TASK BRIEF: Locate the line that contains "of the cloud", then copy it and all later lines of the data below exactly, through the last one.
### RECORDS SUPPLIED
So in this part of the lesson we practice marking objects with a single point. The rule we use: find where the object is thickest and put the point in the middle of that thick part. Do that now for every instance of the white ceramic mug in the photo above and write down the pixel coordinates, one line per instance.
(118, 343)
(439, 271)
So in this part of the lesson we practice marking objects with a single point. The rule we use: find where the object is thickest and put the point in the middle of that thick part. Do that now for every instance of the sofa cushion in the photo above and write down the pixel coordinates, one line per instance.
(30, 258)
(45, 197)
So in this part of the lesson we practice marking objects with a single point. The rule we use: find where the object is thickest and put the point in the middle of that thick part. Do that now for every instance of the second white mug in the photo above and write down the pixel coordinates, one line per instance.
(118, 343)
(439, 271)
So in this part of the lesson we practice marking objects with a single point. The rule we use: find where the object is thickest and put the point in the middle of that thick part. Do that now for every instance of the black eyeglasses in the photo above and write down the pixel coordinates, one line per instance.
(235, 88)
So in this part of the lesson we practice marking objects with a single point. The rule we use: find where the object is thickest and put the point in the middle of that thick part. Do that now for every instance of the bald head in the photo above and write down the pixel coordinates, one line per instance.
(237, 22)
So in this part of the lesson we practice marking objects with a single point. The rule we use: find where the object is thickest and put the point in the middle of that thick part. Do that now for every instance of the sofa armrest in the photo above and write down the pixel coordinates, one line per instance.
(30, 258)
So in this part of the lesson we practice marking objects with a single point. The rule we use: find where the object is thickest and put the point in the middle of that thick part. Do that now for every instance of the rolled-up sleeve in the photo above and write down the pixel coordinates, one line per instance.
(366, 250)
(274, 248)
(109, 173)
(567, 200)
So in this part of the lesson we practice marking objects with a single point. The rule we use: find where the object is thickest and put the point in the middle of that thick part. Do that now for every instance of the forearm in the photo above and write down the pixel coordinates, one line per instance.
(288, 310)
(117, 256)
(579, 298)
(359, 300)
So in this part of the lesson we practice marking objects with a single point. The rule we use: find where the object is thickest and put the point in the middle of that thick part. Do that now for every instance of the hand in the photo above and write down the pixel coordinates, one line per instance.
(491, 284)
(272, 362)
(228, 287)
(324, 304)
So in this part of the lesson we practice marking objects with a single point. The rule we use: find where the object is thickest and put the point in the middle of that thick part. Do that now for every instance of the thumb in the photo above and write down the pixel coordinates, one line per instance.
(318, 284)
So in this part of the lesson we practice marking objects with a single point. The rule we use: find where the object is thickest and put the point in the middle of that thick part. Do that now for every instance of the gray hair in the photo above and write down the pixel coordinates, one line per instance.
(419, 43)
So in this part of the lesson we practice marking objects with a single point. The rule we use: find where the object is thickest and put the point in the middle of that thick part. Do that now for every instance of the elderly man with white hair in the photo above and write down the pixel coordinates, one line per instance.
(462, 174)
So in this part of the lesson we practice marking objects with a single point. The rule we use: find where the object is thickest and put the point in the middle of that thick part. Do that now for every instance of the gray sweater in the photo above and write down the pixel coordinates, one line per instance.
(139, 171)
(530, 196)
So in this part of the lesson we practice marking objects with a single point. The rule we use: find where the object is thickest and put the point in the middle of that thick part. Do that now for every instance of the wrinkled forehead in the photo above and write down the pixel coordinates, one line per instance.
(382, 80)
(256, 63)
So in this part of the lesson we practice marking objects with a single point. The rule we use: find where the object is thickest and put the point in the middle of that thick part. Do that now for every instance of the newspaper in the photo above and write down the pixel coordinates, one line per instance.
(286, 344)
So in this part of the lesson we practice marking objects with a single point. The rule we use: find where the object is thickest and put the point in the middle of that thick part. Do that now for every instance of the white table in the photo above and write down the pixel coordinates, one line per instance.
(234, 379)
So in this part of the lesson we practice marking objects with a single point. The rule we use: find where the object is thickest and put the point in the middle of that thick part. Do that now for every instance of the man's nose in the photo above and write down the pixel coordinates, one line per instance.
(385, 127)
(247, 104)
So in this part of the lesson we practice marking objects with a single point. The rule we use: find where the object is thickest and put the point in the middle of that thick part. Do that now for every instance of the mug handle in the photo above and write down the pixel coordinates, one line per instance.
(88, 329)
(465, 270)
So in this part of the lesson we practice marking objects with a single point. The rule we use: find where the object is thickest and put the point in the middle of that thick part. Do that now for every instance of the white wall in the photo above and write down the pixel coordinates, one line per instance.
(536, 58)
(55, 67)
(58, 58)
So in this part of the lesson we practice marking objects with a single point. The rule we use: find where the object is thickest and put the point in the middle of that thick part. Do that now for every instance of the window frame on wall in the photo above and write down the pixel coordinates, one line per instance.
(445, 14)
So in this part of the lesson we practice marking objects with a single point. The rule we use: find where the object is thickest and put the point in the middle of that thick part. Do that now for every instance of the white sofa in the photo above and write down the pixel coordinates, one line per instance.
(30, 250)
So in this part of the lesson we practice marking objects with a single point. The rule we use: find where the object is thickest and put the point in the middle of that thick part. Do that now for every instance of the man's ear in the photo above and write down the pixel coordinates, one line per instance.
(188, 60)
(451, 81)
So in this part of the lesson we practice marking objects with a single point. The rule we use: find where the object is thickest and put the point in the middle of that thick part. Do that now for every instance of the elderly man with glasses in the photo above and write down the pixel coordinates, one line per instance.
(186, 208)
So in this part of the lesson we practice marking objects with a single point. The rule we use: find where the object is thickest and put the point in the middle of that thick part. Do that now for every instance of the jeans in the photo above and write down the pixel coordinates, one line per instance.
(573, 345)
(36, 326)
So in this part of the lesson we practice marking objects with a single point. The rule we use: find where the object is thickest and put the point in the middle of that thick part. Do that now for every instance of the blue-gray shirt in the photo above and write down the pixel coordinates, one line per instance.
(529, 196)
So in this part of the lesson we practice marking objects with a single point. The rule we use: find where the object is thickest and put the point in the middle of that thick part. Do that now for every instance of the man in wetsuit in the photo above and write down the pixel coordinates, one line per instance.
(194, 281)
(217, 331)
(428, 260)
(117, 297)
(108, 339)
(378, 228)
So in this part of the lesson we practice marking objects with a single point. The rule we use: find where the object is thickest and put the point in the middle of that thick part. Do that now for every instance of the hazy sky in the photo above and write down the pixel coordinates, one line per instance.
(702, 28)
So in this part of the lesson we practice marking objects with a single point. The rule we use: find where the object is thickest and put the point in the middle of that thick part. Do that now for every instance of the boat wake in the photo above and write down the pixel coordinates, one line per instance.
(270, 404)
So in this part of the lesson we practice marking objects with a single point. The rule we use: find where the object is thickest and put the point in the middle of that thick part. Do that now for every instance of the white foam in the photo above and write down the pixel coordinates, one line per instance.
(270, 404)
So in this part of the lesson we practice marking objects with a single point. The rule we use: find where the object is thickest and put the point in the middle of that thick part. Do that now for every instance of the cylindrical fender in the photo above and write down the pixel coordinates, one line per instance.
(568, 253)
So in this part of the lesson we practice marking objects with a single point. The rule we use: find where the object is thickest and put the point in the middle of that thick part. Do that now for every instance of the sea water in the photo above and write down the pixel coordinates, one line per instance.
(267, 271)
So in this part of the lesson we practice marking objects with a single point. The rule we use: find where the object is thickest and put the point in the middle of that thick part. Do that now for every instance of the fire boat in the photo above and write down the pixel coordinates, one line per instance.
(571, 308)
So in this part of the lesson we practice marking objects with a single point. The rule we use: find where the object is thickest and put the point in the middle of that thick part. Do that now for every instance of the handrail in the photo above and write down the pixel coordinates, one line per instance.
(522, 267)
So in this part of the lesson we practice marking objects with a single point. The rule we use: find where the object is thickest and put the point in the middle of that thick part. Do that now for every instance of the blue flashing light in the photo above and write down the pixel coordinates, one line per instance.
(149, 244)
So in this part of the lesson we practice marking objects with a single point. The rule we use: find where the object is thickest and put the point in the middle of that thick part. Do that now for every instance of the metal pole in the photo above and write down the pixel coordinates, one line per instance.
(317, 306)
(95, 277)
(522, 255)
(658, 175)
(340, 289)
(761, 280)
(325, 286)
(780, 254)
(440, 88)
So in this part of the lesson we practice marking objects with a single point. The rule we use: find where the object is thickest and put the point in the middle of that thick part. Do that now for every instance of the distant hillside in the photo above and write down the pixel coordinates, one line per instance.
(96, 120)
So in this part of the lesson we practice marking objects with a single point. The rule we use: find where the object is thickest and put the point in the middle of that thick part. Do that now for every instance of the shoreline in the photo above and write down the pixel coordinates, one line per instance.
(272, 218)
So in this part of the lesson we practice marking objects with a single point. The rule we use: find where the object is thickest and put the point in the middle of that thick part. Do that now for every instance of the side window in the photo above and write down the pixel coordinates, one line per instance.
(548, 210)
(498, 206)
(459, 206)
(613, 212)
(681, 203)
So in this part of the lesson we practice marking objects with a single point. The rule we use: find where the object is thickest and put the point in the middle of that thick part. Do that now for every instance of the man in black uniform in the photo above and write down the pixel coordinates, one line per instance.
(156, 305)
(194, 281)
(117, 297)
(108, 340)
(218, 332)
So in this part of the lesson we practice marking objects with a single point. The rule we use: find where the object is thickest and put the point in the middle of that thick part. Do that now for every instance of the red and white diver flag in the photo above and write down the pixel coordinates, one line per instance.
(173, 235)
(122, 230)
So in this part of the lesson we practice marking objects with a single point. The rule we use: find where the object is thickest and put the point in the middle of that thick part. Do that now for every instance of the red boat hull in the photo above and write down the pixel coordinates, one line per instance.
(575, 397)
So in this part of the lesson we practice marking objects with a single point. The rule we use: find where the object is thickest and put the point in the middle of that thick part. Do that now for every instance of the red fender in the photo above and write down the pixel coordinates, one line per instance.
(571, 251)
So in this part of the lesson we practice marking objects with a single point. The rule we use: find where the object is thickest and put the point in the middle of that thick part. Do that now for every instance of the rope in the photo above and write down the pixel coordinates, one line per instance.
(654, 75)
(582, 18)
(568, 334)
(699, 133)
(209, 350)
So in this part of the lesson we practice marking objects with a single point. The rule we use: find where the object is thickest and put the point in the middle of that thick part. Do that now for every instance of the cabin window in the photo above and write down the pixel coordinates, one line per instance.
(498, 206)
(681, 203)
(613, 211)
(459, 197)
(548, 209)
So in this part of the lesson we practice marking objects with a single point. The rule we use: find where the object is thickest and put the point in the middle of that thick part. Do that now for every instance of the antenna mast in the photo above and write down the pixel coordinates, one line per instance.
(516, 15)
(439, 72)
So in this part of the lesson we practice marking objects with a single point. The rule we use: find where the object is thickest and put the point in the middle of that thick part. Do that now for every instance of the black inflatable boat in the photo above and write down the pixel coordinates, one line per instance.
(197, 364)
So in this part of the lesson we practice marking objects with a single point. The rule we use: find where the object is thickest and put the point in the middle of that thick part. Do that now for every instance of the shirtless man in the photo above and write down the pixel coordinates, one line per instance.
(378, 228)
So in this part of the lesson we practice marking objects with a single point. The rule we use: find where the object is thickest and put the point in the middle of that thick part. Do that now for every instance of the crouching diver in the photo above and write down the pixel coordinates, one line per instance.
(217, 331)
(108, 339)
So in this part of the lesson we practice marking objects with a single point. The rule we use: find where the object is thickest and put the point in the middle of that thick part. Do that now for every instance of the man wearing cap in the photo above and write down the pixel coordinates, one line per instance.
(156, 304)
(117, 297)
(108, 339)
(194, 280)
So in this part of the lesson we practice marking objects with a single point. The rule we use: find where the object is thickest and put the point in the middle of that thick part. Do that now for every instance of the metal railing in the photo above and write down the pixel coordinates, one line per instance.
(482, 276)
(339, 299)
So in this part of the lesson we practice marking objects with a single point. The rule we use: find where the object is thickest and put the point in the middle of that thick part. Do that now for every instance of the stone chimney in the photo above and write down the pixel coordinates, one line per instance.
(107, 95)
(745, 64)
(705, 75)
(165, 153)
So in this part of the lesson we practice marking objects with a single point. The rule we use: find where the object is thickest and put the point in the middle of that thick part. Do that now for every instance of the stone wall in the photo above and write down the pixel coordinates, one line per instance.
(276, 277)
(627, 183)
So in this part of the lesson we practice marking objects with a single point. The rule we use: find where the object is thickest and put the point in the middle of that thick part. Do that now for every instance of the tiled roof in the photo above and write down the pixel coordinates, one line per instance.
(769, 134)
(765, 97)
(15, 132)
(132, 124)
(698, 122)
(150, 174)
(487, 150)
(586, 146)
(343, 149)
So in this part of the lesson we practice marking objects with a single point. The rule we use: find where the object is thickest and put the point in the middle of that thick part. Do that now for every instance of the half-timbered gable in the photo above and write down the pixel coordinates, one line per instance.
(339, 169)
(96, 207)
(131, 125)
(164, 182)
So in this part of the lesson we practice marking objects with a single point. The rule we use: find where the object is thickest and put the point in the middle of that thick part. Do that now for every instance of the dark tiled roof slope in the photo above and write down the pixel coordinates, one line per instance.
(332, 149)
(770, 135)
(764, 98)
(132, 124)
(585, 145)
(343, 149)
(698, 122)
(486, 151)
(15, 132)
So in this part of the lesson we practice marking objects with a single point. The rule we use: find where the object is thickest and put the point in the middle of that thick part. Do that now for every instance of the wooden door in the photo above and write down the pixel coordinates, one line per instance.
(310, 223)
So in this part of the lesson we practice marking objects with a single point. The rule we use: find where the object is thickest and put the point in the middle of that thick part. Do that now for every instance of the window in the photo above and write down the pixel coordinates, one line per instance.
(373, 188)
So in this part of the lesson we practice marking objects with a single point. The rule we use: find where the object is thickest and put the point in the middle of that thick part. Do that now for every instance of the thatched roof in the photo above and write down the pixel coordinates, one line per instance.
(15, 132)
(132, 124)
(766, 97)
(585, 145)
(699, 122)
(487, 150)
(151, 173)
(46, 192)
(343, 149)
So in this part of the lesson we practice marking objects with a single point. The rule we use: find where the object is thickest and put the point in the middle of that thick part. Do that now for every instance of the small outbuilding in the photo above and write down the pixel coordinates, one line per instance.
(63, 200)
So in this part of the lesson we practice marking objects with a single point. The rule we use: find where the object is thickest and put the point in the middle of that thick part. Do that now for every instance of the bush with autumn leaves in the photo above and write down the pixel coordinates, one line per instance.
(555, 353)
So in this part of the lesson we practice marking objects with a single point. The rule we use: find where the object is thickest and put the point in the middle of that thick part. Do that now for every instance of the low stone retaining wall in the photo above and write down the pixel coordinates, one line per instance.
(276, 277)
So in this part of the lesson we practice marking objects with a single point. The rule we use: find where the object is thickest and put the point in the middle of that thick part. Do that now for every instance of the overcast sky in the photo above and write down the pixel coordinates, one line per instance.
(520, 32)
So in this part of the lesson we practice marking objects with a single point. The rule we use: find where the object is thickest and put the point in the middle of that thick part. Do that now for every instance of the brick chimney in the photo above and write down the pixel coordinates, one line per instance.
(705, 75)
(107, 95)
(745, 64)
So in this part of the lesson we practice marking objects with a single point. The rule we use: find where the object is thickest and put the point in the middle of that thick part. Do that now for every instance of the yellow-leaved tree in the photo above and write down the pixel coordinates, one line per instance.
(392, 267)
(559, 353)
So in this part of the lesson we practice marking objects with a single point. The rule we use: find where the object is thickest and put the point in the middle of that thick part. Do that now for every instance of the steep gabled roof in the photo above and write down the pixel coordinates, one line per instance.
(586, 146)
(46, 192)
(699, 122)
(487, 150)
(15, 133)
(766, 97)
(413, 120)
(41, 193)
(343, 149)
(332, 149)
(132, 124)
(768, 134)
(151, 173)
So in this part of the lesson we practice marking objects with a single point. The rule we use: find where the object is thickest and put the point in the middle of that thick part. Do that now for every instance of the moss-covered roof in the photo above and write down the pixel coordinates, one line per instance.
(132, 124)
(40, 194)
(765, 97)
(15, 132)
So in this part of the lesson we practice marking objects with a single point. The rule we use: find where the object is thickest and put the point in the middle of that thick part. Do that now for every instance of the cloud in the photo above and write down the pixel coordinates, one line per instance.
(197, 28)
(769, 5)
######
RESPONSE BELOW:
So in this part of the lesson we practice marking objects with a single point. The rule we use: find where the object is thickest and put the point in the middle of that thick part. Do that now for every instance of the cloud in the photo above and write down the pixel coordinates, one line per instance.
(197, 28)
(769, 5)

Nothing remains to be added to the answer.